→ **Task directions**: Quote the records that follow in full and exactly; leave out the pictures.

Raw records

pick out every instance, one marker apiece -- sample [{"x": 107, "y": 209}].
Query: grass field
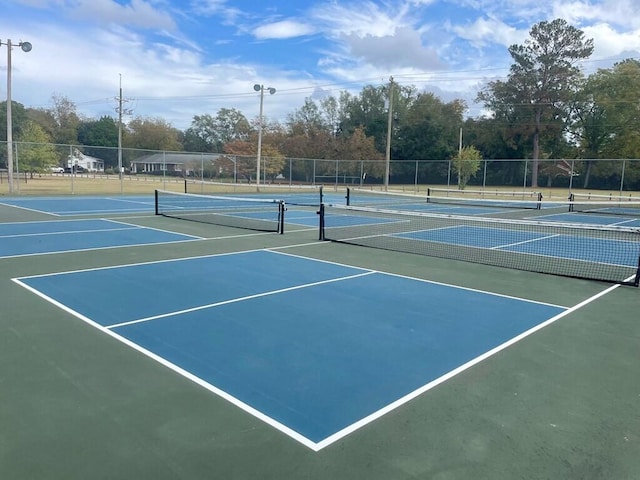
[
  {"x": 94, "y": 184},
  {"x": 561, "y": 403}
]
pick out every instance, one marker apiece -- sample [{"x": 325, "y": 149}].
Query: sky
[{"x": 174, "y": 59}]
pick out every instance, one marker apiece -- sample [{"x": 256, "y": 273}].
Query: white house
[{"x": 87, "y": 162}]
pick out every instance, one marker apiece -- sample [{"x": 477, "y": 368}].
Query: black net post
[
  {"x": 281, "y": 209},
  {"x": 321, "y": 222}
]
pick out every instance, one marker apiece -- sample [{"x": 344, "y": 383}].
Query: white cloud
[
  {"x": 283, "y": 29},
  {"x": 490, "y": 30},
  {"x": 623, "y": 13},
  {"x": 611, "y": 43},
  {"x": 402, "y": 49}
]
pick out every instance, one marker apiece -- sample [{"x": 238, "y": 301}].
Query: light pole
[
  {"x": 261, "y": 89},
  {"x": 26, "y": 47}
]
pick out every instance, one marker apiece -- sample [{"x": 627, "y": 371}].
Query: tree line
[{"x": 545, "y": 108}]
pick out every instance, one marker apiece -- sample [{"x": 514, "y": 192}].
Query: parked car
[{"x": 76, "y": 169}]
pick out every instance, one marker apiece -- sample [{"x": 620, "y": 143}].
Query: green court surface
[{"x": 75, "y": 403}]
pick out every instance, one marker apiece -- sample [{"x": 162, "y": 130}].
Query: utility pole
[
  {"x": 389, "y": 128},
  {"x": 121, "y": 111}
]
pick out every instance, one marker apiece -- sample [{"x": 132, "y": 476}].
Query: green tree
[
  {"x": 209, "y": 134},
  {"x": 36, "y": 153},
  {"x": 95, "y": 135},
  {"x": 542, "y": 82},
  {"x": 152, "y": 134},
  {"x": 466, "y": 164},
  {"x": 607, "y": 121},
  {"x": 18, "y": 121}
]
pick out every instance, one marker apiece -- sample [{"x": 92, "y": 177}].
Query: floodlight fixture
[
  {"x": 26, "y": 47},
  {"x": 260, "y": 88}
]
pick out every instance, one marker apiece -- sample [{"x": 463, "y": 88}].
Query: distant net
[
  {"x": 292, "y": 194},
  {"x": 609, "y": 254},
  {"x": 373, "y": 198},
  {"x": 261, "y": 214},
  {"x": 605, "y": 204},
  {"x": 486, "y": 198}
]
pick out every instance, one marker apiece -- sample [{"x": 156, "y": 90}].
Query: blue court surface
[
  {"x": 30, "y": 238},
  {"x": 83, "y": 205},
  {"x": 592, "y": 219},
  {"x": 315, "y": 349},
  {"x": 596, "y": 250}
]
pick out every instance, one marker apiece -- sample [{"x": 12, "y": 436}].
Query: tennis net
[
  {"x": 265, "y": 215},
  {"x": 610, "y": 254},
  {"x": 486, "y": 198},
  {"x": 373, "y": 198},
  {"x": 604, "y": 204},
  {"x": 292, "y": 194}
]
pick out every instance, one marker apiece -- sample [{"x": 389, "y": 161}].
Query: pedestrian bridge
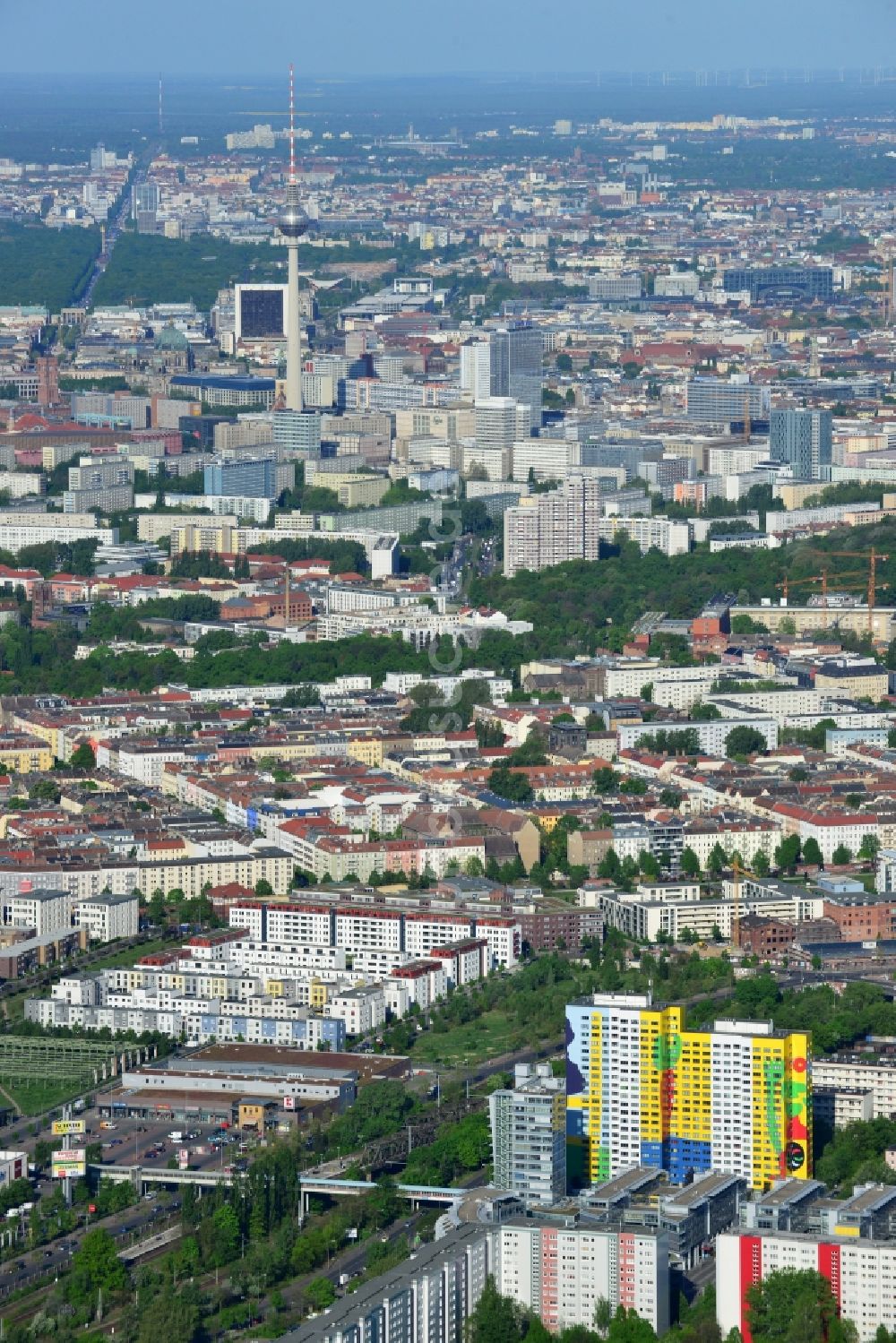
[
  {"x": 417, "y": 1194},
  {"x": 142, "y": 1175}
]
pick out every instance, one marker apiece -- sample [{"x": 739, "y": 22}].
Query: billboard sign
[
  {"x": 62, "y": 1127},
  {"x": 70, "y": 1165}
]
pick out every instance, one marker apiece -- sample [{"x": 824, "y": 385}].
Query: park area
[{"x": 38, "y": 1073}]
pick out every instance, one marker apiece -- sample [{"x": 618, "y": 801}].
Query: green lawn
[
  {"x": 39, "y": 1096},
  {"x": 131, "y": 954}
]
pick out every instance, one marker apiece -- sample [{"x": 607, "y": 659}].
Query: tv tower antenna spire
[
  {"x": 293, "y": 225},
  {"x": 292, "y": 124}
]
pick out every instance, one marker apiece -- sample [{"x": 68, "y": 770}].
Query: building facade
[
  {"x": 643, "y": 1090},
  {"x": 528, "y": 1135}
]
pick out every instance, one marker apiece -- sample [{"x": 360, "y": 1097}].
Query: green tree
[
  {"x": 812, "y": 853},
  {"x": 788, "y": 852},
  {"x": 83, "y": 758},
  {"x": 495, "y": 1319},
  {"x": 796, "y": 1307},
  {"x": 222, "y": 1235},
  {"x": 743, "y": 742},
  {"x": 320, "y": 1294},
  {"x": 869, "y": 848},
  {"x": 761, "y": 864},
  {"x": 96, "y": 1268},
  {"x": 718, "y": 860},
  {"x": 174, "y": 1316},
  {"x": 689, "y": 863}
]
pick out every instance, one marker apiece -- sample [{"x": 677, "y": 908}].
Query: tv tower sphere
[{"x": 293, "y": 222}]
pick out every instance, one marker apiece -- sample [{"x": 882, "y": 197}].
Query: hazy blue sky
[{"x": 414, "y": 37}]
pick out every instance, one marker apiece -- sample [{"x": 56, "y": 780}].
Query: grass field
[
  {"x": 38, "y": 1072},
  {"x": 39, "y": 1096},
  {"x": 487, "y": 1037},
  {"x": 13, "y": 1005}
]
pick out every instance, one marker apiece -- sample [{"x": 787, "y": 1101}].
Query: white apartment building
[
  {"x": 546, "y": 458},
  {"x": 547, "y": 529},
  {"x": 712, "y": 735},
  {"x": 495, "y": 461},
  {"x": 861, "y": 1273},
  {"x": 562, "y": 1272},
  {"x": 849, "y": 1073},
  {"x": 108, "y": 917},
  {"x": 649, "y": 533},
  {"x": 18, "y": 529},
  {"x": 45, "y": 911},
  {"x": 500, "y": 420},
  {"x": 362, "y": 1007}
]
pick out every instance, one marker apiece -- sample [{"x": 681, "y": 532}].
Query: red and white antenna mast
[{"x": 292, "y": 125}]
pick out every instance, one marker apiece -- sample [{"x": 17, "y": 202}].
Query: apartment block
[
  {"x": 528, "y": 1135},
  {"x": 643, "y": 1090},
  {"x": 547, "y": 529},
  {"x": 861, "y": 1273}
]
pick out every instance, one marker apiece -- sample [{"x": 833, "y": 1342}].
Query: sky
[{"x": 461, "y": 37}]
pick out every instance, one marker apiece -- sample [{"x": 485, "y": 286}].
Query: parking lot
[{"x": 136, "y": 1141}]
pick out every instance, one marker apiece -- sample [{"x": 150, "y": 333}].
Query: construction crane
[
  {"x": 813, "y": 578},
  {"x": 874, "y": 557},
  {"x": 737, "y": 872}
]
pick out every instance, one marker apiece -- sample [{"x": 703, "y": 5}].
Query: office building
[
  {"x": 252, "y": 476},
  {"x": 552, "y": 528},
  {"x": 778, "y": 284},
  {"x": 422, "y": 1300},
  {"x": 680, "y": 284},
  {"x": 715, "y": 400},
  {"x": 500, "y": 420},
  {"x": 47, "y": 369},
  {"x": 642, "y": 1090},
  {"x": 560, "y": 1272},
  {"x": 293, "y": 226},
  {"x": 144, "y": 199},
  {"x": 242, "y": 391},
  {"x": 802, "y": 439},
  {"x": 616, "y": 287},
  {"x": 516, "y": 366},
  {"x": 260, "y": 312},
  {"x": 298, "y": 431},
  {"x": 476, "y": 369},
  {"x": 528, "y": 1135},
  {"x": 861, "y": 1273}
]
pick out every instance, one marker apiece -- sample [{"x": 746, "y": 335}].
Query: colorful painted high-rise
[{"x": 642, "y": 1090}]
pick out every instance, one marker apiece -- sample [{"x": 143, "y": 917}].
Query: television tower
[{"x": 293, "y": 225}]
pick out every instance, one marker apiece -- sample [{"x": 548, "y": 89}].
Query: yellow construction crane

→ **Correct answer**:
pick out every instance, one marker apiece -- sample [{"x": 107, "y": 209}].
Query: grass field
[
  {"x": 94, "y": 184},
  {"x": 561, "y": 403}
]
pick out every instance, one marker apiece -- sample [{"x": 325, "y": 149}].
Query: sky
[{"x": 174, "y": 59}]
pick out every instance, one marker apiece -- sample [{"x": 256, "y": 273}].
Query: white house
[{"x": 87, "y": 162}]
pick out every instance, one marker apiece -- sample [{"x": 477, "y": 368}].
Query: black net post
[
  {"x": 281, "y": 209},
  {"x": 321, "y": 222}
]
pick out every instance, one marker apiece -- sample [{"x": 344, "y": 383}].
Query: white cloud
[
  {"x": 283, "y": 29},
  {"x": 490, "y": 30},
  {"x": 623, "y": 13},
  {"x": 611, "y": 43},
  {"x": 402, "y": 49}
]
pick out every instance, one marker apiece -- sample [{"x": 238, "y": 301}].
Query: light pole
[
  {"x": 261, "y": 89},
  {"x": 26, "y": 47}
]
pick out every instance, one marker apiece -- sample [{"x": 627, "y": 371}].
Query: tree line
[{"x": 545, "y": 108}]
pick out every instance, one marker apiece -- sample [{"x": 514, "y": 192}].
Query: parked car
[{"x": 76, "y": 169}]
pick out every instance, one marker apiece -- sample [{"x": 620, "y": 143}].
Query: green court surface
[{"x": 75, "y": 403}]
pick out every instance, one marker apiece -- sample [{"x": 162, "y": 130}].
Query: utility pole
[
  {"x": 389, "y": 128},
  {"x": 121, "y": 111}
]
pick out every instance, one marker apiece -- sample [{"x": 132, "y": 476}].
Query: green tree
[
  {"x": 209, "y": 134},
  {"x": 36, "y": 153},
  {"x": 95, "y": 135},
  {"x": 542, "y": 82},
  {"x": 152, "y": 134},
  {"x": 466, "y": 164},
  {"x": 607, "y": 121},
  {"x": 18, "y": 121}
]
pick out every instance, one marker apiece -- sample [{"x": 92, "y": 177}].
Query: floodlight fixture
[
  {"x": 26, "y": 47},
  {"x": 260, "y": 88}
]
pick out every instance, one marker apiece -- sample [{"x": 463, "y": 88}].
Query: distant net
[
  {"x": 292, "y": 194},
  {"x": 609, "y": 254},
  {"x": 373, "y": 198},
  {"x": 261, "y": 214},
  {"x": 605, "y": 204},
  {"x": 486, "y": 198}
]
pick out every instance, one marker apiece -- sample [{"x": 156, "y": 90}].
Query: blue court surface
[
  {"x": 30, "y": 238},
  {"x": 83, "y": 205},
  {"x": 592, "y": 219},
  {"x": 315, "y": 349},
  {"x": 596, "y": 250}
]
pick out every instance, one marker apiece -- sample [{"x": 12, "y": 436}].
Query: tennis net
[
  {"x": 265, "y": 215},
  {"x": 610, "y": 254},
  {"x": 486, "y": 198},
  {"x": 373, "y": 198},
  {"x": 604, "y": 204},
  {"x": 292, "y": 194}
]
pick out every instance, one marker apiece -- sample [{"x": 389, "y": 161}].
Query: pedestrian bridge
[
  {"x": 417, "y": 1194},
  {"x": 142, "y": 1175}
]
pick out every instance, one marker apiece -- sample [{"x": 739, "y": 22}].
Query: billboard sign
[
  {"x": 62, "y": 1127},
  {"x": 70, "y": 1165}
]
pick out every instance, one marker apiece -- sample [{"x": 824, "y": 385}].
Query: park area
[{"x": 38, "y": 1073}]
pick out every instance, one marker apiece -- sample [{"x": 618, "y": 801}].
Query: green lawn
[
  {"x": 39, "y": 1096},
  {"x": 131, "y": 954}
]
pick out every instance, one marker apiece -- sample [{"x": 607, "y": 659}].
Query: tv tower antenna spire
[
  {"x": 293, "y": 225},
  {"x": 292, "y": 124}
]
pick out every instance, one marker apiece -- sample [{"x": 68, "y": 770}].
Query: building facade
[
  {"x": 643, "y": 1090},
  {"x": 528, "y": 1135}
]
pick out every instance, one marker apiece -- sample [{"x": 360, "y": 1097}].
Query: green tree
[
  {"x": 812, "y": 853},
  {"x": 788, "y": 852},
  {"x": 83, "y": 758},
  {"x": 495, "y": 1319},
  {"x": 796, "y": 1307},
  {"x": 222, "y": 1235},
  {"x": 743, "y": 742},
  {"x": 320, "y": 1294},
  {"x": 869, "y": 848},
  {"x": 761, "y": 864},
  {"x": 96, "y": 1268},
  {"x": 718, "y": 860},
  {"x": 174, "y": 1316},
  {"x": 689, "y": 863}
]
pick out every instance, one marker apiece -- sample [{"x": 677, "y": 908}].
Query: tv tower sphere
[{"x": 293, "y": 222}]
pick out every instance, one marker apiece -- sample [{"x": 882, "y": 197}].
Query: hazy blue sky
[{"x": 414, "y": 37}]
pick out every instance, one marker apiece -- sample [{"x": 56, "y": 780}].
Query: grass field
[
  {"x": 38, "y": 1072},
  {"x": 39, "y": 1096},
  {"x": 487, "y": 1037},
  {"x": 13, "y": 1005}
]
pick out every instance, one marker apiece -- sample [{"x": 787, "y": 1101}].
Query: white apartment building
[
  {"x": 546, "y": 458},
  {"x": 547, "y": 529},
  {"x": 712, "y": 735},
  {"x": 495, "y": 461},
  {"x": 861, "y": 1273},
  {"x": 562, "y": 1272},
  {"x": 849, "y": 1073},
  {"x": 108, "y": 917},
  {"x": 649, "y": 533},
  {"x": 18, "y": 529},
  {"x": 45, "y": 911},
  {"x": 500, "y": 420},
  {"x": 362, "y": 1007}
]
pick out every instance, one marker apiece -- sample [{"x": 681, "y": 532}].
Query: red and white antenna mast
[{"x": 292, "y": 125}]
pick out every instance, one marker apiece -- sample [{"x": 17, "y": 202}].
Query: apartment block
[
  {"x": 528, "y": 1135},
  {"x": 643, "y": 1090},
  {"x": 547, "y": 529},
  {"x": 861, "y": 1273}
]
pick out every instance, one marker apiece -- sample [{"x": 833, "y": 1342}].
Query: sky
[{"x": 461, "y": 37}]
pick out every instance, one marker apiece -- sample [{"x": 485, "y": 286}].
Query: parking lot
[{"x": 136, "y": 1141}]
pick out every instance, one marker apiece -- sample [{"x": 150, "y": 333}].
Query: construction crane
[
  {"x": 813, "y": 578},
  {"x": 874, "y": 557},
  {"x": 737, "y": 872}
]
pick out every instance, one marker apiece -- sample [{"x": 703, "y": 5}].
Query: office building
[
  {"x": 252, "y": 476},
  {"x": 552, "y": 528},
  {"x": 778, "y": 284},
  {"x": 422, "y": 1300},
  {"x": 680, "y": 284},
  {"x": 715, "y": 400},
  {"x": 500, "y": 420},
  {"x": 47, "y": 369},
  {"x": 642, "y": 1090},
  {"x": 560, "y": 1272},
  {"x": 293, "y": 226},
  {"x": 144, "y": 199},
  {"x": 242, "y": 391},
  {"x": 802, "y": 439},
  {"x": 616, "y": 287},
  {"x": 516, "y": 366},
  {"x": 260, "y": 312},
  {"x": 298, "y": 431},
  {"x": 476, "y": 369},
  {"x": 528, "y": 1135},
  {"x": 861, "y": 1273}
]
pick out every instance, one marker apiece -- sample [{"x": 746, "y": 335}].
Query: colorful painted high-rise
[{"x": 642, "y": 1090}]
pick out every instance, one marker apiece -- sample [{"x": 143, "y": 917}].
Query: television tower
[{"x": 293, "y": 225}]
pick out every instance, one marker apiece -- sample [{"x": 548, "y": 89}].
Query: yellow construction crane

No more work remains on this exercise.